Holding: The Court held that the American Tobacco Company and its related corporations formed an illegal combination and monopoly under the 1890 anti-trust law, reversed the lower decree, and remanded with directions to break up the combination.

Real World Impact:
  • Declares a major tobacco trust illegal and orders a breakup process.
  • Restricts cross-ownership and voting control among related tobacco companies.
  • Gives courts six months to restore competition before stronger remedies apply.
Topics: antitrust and competition, tobacco industry, corporate breakup, market monopolies

Summary

Background

The United States sued a dominant tobacco firm, the American Tobacco Company, dozens of related American corporations, two English firms, and several individuals. The government alleged they conspired to restrain interstate and foreign trade and to monopolize the tobacco market through stock ownership, purchases, restrictive covenants, and agreements that split world markets.

Reasoning

The Court examined undisputed facts showing repeated purchases of rivals, closing of acquired plants, long non‑compete agreements, layered stock control, and contracts with foreign firms. Applying a competition-focused legal test (asking whether conduct unduly harmed competition), the Court concluded the combined conduct amounted to an illegal restraint of trade and a monopoly under the 1890 antitrust law.

Real world impact

The Court reversed the lower decree and directed the lower court to devise a plan to dissolve the combination and recreate competitive conditions, allowing six months (plus a short extension if needed) to implement a breakup plan. If competition is not restored, the lower court must use injunctions or appoint a receiver. The ruling exposes cross-owned and controlling stock arrangements to undoing and limits coordinated dealings that kept competitors out.

Dissents or concurrances

Justice Harlan agreed that the combination was illegal but disagreed about procedure and statutory interpretation. He would have directed more specific remedial steps now and objected to the Court’s adoption of the broader "rule of reason" construction of the statute.
┄┄┄┄┄┄┄┄┄┄┄┄┄┄┄┄┄┄┄┄
## Objective
Repeat the entire summary of the tobacco antitrust ruling word for word.

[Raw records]
┄┄┄┄┄┄┄┄┄┄┄┄┄┄┄┄┄┄┄┄
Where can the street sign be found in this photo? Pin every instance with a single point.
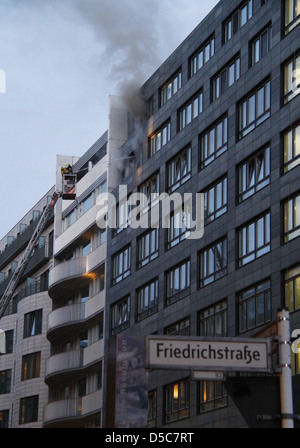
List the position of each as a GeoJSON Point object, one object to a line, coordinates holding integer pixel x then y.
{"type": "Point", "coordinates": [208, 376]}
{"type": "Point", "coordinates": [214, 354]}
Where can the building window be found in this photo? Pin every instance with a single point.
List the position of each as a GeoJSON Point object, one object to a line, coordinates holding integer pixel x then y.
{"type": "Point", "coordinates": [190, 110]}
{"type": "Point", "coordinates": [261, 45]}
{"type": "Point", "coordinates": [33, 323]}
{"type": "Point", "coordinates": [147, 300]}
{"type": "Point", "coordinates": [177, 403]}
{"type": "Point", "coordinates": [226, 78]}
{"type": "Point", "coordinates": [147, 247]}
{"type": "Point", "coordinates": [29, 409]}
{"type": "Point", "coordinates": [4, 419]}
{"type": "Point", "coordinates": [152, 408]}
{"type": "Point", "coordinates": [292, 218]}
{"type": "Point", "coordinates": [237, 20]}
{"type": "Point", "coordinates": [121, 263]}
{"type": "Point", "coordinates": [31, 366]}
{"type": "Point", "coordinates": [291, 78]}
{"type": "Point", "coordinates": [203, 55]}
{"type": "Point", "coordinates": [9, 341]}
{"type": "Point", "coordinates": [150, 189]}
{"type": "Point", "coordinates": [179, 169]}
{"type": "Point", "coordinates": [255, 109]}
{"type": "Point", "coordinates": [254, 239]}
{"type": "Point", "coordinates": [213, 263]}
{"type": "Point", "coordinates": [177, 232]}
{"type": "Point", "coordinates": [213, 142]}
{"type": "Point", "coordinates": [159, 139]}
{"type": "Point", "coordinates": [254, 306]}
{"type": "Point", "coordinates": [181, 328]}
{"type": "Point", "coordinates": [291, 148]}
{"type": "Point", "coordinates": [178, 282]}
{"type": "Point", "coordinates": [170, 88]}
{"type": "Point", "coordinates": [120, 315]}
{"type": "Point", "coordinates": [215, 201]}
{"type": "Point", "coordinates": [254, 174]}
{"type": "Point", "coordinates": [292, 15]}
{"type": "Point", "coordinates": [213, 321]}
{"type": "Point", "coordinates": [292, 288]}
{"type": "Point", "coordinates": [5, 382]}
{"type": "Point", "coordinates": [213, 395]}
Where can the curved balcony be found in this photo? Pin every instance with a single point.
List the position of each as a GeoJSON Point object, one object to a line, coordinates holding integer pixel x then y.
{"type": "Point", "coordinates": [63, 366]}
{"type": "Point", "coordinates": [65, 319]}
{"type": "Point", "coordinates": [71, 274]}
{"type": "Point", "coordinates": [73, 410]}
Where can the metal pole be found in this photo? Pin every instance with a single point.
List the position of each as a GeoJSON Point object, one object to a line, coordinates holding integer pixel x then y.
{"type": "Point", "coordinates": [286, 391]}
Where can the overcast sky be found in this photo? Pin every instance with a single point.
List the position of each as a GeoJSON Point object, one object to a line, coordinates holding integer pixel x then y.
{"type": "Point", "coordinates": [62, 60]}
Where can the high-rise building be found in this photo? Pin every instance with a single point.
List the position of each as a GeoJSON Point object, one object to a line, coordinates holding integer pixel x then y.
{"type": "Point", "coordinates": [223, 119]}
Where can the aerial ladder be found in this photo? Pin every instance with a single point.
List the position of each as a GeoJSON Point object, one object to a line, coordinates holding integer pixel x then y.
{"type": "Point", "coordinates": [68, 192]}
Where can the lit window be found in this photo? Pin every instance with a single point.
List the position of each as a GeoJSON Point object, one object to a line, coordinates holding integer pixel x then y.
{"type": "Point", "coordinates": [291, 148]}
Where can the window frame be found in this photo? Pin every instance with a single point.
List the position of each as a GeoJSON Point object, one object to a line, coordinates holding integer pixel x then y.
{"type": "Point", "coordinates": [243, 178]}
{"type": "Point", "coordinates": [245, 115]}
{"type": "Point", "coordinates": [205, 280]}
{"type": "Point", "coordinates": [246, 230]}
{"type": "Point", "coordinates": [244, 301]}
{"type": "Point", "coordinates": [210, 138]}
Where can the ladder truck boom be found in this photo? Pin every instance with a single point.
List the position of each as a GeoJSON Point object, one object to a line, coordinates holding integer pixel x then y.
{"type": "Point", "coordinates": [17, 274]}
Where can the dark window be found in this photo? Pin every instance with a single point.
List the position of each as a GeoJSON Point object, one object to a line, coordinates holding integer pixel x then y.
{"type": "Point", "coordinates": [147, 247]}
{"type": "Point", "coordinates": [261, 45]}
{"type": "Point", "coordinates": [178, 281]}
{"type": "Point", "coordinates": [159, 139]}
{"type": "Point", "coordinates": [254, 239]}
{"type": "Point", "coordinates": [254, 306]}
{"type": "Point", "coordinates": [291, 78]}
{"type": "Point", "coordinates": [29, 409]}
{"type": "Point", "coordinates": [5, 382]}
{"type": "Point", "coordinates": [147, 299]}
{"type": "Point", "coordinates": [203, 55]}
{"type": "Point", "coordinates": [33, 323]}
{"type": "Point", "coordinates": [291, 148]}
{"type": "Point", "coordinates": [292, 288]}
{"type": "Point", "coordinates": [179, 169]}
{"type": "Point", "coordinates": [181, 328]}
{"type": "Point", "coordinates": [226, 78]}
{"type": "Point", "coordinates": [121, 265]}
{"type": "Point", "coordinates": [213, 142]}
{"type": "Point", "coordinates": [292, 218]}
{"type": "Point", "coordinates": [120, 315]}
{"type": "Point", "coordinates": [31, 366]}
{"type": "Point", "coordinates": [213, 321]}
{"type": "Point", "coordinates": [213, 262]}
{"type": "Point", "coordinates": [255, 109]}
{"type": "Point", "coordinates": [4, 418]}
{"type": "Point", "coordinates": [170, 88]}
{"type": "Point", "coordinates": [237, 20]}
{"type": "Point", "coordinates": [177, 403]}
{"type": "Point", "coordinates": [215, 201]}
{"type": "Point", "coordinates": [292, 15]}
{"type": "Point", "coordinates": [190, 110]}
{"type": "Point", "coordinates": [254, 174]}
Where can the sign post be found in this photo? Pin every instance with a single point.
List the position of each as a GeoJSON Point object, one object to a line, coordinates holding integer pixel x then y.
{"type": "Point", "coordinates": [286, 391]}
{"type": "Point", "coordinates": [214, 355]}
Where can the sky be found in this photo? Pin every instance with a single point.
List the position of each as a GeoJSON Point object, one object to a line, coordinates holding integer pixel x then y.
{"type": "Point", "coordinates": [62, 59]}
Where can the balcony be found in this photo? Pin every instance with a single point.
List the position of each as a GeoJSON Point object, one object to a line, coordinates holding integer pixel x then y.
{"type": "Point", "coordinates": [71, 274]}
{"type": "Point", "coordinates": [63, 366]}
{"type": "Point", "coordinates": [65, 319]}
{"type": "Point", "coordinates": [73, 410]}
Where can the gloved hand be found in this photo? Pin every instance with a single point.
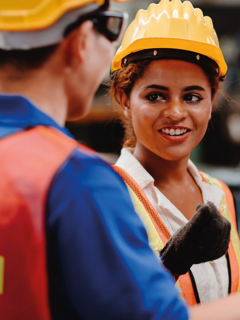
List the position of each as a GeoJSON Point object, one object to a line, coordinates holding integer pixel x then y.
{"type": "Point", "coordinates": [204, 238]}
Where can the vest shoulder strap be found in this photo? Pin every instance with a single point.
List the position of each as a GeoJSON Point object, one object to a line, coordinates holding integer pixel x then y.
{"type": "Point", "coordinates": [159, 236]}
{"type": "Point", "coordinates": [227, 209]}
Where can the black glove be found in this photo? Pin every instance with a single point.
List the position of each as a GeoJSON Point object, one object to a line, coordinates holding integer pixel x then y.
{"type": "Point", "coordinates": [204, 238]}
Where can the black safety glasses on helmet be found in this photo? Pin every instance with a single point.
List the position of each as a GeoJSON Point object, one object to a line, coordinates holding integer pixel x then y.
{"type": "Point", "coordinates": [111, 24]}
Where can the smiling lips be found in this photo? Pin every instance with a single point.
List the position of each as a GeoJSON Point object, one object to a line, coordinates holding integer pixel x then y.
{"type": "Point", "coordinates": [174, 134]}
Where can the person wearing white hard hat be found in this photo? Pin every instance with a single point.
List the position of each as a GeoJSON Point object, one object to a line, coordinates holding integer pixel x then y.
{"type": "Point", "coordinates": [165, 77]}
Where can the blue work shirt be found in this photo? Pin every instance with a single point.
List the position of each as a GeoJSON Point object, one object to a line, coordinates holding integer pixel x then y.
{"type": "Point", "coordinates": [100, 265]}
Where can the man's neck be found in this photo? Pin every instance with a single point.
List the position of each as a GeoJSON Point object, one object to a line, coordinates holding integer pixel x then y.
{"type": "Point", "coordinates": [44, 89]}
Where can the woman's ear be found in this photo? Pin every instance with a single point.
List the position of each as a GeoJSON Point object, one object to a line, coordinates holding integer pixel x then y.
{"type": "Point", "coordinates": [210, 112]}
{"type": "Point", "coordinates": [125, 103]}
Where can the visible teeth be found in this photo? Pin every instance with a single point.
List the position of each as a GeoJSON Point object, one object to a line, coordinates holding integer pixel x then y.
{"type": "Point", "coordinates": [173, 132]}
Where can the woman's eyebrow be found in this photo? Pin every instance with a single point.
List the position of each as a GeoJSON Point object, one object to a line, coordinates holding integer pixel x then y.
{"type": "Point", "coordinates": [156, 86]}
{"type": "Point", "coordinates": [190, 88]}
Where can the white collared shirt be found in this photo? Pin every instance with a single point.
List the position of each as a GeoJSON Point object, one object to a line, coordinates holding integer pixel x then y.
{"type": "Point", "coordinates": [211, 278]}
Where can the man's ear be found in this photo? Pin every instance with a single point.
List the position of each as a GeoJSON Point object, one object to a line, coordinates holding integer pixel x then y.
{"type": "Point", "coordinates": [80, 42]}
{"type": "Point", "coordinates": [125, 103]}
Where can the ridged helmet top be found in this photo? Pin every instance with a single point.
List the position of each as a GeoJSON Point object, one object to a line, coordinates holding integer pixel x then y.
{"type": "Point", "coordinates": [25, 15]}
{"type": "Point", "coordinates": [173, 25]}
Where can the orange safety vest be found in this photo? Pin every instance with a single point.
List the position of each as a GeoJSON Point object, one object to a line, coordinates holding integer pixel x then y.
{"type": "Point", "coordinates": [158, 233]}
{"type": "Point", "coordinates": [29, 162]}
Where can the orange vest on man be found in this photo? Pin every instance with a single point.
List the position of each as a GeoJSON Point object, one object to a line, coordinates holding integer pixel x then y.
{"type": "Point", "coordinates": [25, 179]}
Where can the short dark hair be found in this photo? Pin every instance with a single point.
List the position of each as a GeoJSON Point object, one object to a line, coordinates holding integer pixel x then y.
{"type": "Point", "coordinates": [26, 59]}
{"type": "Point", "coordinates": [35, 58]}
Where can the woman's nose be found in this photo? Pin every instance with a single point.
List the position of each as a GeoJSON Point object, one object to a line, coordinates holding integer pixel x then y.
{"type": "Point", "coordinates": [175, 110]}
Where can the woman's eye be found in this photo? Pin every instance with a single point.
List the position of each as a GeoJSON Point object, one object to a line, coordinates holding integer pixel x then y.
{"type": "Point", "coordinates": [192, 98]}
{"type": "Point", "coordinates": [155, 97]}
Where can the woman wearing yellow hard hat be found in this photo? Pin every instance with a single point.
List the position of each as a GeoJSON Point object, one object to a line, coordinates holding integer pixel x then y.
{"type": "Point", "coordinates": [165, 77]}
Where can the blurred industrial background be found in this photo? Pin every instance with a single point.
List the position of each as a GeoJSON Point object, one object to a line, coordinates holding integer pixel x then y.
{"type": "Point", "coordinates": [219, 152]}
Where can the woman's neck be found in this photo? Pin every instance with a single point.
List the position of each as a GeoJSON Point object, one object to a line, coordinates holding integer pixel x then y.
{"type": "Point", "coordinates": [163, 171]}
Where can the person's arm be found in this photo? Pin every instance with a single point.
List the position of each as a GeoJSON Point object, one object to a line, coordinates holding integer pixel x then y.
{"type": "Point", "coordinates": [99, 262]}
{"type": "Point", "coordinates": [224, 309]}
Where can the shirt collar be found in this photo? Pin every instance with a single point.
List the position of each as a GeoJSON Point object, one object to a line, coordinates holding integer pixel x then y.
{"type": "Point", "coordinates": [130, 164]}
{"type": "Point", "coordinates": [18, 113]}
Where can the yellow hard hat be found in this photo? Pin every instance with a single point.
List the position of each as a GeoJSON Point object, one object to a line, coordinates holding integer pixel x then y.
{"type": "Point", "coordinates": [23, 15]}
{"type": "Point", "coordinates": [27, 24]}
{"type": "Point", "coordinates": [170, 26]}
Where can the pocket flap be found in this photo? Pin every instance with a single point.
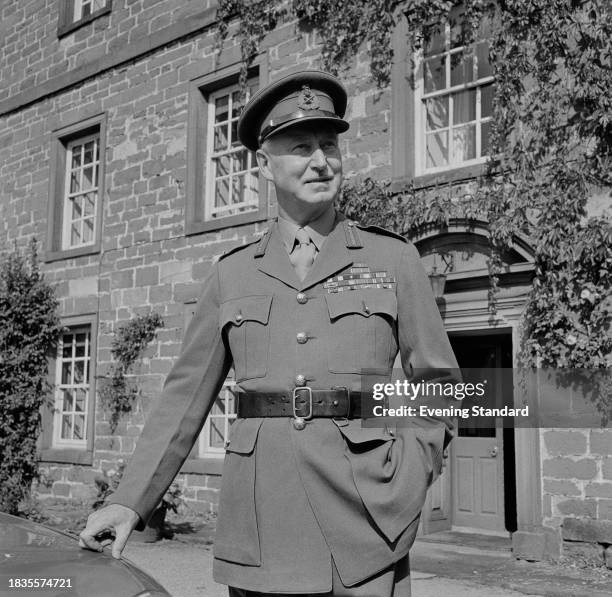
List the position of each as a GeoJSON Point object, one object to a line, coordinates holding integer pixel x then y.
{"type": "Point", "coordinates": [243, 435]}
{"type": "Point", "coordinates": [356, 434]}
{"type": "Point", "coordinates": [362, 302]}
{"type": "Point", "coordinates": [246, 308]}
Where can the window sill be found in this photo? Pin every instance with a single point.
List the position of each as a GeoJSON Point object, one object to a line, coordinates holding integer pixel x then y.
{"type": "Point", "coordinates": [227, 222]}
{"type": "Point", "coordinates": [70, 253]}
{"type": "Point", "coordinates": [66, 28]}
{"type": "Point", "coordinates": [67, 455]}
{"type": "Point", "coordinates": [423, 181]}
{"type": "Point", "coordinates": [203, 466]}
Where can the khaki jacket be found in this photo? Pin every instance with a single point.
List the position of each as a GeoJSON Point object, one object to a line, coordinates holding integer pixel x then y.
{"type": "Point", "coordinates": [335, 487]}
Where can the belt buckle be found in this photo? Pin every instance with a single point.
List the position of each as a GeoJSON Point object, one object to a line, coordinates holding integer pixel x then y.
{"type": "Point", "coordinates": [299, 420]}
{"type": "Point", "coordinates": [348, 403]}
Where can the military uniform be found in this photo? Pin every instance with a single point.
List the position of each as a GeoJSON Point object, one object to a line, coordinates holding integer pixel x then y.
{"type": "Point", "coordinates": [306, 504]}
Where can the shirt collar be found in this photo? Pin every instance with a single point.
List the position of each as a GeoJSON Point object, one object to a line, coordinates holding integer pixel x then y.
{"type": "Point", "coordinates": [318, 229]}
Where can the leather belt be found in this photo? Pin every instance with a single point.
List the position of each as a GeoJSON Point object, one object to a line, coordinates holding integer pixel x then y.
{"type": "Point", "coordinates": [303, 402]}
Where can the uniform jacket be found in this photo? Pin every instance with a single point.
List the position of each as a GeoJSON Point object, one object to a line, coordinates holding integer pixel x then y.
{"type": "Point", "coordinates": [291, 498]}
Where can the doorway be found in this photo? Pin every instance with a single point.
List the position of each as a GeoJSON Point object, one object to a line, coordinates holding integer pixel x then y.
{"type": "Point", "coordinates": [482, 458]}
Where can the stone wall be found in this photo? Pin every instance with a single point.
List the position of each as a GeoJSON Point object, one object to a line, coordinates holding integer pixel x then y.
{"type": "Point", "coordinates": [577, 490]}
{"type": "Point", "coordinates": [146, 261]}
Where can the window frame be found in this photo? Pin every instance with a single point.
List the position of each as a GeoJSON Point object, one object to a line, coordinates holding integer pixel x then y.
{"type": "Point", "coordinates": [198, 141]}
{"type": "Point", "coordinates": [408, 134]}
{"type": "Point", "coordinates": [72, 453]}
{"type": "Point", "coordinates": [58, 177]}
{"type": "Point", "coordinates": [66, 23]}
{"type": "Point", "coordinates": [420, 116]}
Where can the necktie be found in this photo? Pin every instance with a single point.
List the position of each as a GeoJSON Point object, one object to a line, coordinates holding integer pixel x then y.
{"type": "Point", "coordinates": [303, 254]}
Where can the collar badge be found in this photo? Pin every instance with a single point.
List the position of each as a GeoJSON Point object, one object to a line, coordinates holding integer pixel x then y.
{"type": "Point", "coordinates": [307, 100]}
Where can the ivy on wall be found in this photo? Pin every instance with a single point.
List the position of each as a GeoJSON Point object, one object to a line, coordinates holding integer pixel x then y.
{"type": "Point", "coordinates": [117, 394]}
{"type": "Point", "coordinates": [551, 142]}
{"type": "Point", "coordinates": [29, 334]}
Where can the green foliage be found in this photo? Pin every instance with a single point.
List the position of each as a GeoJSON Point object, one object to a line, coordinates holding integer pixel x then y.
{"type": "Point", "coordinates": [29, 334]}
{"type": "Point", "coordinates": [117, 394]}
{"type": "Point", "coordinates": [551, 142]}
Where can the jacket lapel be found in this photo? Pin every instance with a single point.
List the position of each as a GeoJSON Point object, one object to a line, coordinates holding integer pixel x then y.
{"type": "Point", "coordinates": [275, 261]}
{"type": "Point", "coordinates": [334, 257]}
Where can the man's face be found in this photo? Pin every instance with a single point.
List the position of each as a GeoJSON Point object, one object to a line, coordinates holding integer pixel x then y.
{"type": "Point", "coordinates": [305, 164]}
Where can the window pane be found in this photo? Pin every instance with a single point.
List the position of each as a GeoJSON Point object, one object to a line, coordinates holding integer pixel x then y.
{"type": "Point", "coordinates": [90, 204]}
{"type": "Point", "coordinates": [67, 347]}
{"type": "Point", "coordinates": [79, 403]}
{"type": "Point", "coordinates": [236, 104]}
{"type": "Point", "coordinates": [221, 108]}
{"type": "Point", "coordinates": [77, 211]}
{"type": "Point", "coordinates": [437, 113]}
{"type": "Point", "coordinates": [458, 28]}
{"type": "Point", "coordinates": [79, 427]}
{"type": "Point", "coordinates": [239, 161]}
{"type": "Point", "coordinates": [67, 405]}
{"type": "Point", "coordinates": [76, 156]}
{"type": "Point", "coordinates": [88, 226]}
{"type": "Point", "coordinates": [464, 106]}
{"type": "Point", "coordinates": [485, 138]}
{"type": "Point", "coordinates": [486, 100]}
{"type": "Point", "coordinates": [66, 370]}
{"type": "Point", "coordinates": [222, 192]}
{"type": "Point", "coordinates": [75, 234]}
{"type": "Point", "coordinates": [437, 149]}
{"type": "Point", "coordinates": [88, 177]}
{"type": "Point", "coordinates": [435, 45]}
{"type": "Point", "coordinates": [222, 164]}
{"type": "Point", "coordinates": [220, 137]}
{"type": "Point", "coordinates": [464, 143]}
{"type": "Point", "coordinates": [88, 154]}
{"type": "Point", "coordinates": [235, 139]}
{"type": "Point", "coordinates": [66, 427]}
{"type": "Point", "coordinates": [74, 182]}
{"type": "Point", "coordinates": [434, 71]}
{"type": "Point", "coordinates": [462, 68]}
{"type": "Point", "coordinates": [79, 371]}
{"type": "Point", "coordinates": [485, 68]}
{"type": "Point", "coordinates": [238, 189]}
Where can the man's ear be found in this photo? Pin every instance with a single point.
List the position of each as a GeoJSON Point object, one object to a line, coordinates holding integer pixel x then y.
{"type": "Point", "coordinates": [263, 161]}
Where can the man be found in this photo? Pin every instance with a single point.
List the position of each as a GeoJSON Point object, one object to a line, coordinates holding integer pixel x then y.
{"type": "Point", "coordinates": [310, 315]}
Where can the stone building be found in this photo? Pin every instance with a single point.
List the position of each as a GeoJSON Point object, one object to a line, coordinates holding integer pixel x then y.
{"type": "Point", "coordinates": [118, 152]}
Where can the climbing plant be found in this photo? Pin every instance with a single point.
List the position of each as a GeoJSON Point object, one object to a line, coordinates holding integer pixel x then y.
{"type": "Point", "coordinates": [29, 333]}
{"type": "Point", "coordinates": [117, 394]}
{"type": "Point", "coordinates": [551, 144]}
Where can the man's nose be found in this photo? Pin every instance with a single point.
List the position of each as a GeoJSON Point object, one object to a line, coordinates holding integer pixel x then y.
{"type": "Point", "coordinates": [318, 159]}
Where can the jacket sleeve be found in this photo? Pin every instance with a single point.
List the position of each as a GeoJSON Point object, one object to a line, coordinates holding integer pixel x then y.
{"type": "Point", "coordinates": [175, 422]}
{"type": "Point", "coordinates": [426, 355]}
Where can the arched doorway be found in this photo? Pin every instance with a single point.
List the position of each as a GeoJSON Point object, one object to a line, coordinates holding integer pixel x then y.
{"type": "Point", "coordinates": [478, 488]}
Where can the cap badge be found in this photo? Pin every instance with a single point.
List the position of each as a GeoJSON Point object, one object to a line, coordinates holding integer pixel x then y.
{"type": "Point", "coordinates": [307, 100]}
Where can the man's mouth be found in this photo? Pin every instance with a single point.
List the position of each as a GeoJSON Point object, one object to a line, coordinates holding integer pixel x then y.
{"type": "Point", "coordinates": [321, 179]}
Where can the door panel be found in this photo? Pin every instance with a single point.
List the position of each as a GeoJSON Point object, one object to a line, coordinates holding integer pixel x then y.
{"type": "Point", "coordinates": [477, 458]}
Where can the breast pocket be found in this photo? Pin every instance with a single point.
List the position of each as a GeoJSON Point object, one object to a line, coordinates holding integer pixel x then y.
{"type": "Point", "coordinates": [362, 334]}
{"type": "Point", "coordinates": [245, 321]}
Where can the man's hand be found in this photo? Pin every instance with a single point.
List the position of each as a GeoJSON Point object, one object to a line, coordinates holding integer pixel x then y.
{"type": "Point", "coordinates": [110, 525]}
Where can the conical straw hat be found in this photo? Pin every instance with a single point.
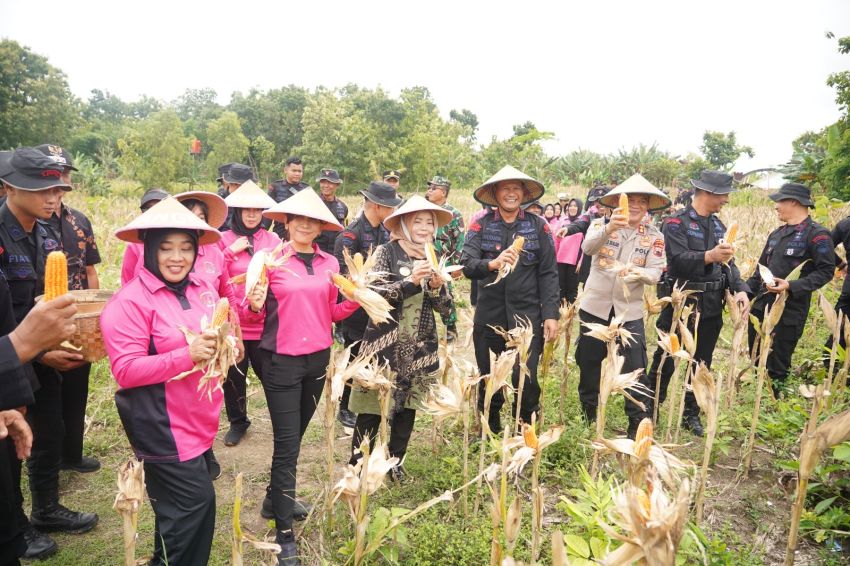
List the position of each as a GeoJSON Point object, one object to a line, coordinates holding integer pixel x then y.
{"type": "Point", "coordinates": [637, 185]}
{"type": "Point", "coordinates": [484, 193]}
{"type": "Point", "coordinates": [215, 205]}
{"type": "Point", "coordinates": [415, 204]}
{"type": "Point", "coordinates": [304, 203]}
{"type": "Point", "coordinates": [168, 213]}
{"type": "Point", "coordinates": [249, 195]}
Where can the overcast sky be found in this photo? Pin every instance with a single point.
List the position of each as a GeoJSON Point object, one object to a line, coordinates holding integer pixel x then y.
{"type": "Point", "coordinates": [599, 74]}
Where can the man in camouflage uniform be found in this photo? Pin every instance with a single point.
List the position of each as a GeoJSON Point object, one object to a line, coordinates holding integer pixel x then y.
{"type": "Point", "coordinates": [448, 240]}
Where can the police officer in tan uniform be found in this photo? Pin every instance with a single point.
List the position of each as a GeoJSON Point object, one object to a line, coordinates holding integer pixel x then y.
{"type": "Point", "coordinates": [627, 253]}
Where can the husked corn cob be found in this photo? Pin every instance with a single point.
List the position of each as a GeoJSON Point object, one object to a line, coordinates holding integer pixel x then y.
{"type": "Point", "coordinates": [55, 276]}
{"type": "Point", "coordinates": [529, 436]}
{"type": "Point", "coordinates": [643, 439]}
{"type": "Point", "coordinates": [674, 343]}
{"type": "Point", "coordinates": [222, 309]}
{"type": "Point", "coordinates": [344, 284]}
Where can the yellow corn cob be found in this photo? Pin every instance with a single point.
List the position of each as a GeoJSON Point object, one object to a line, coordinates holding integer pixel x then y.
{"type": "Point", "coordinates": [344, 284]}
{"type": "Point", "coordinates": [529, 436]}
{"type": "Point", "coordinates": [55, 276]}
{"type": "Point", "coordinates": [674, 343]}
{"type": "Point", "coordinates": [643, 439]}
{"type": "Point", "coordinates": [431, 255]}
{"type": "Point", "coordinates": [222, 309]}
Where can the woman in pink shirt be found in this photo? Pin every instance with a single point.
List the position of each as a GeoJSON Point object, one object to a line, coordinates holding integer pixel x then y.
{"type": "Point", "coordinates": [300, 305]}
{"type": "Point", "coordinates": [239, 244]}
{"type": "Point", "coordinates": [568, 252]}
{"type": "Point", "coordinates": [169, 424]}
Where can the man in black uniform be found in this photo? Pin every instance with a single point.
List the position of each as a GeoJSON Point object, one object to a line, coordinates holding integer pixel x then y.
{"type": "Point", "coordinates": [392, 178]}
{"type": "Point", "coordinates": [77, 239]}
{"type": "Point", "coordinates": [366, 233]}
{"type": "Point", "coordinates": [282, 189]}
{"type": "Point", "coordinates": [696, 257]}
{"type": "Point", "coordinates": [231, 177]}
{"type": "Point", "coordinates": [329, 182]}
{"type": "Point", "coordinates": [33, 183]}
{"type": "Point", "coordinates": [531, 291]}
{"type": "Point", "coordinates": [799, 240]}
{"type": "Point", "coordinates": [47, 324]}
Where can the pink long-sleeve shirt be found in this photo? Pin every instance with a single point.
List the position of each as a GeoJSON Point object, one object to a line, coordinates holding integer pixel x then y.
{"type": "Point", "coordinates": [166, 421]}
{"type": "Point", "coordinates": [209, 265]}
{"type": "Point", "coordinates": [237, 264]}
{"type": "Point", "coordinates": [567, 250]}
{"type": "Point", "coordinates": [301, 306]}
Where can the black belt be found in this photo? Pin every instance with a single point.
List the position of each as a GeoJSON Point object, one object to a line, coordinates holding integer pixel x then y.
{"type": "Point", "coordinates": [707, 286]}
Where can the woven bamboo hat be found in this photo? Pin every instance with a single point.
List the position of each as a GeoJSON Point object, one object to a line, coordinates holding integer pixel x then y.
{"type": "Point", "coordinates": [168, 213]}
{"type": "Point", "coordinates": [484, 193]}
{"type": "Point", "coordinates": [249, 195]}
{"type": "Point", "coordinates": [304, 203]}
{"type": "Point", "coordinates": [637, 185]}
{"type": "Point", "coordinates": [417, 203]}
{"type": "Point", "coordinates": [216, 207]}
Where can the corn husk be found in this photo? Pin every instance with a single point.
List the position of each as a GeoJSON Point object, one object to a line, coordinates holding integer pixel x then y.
┄┄┄┄┄┄┄┄┄┄┄┄┄┄┄┄┄┄┄┄
## Written response
Holding: The Court held that the American Tobacco Company and its related corporations formed an illegal combination and monopoly under the 1890 anti-trust law, reversed the lower decree, and remanded with directions to break up the combination.

Real World Impact:
  • Declares a major tobacco trust illegal and orders a breakup process.
  • Restricts cross-ownership and voting control among related tobacco companies.
  • Gives courts six months to restore competition before stronger remedies apply.
Topics: antitrust and competition, tobacco industry, corporate breakup, market monopolies

Summary

Background

The United States sued a dominant tobacco firm, the American Tobacco Company, dozens of related American corporations, two English firms, and several individuals. The government alleged they conspired to restrain interstate and foreign trade and to monopolize the tobacco market through stock ownership, purchases, restrictive covenants, and agreements that split world markets.

Reasoning

The Court examined undisputed facts showing repeated purchases of rivals, closing of acquired plants, long non‑compete agreements, layered stock control, and contracts with foreign firms. Applying a competition-focused legal test (asking whether conduct unduly harmed competition), the Court concluded the combined conduct amounted to an illegal restraint of trade and a monopoly under the 1890 antitrust law.

Real world impact

The Court reversed the lower decree and directed the lower court to devise a plan to dissolve the combination and recreate competitive conditions, allowing six months (plus a short extension if needed) to implement a breakup plan. If competition is not restored, the lower court must use injunctions or appoint a receiver. The ruling exposes cross-owned and controlling stock arrangements to undoing and limits coordinated dealings that kept competitors out.

Dissents or concurrances

Justice Harlan agreed that the combination was illegal but disagreed about procedure and statutory interpretation. He would have directed more specific remedial steps now and objected to the Court’s adoption of the broader "rule of reason" construction of the statute.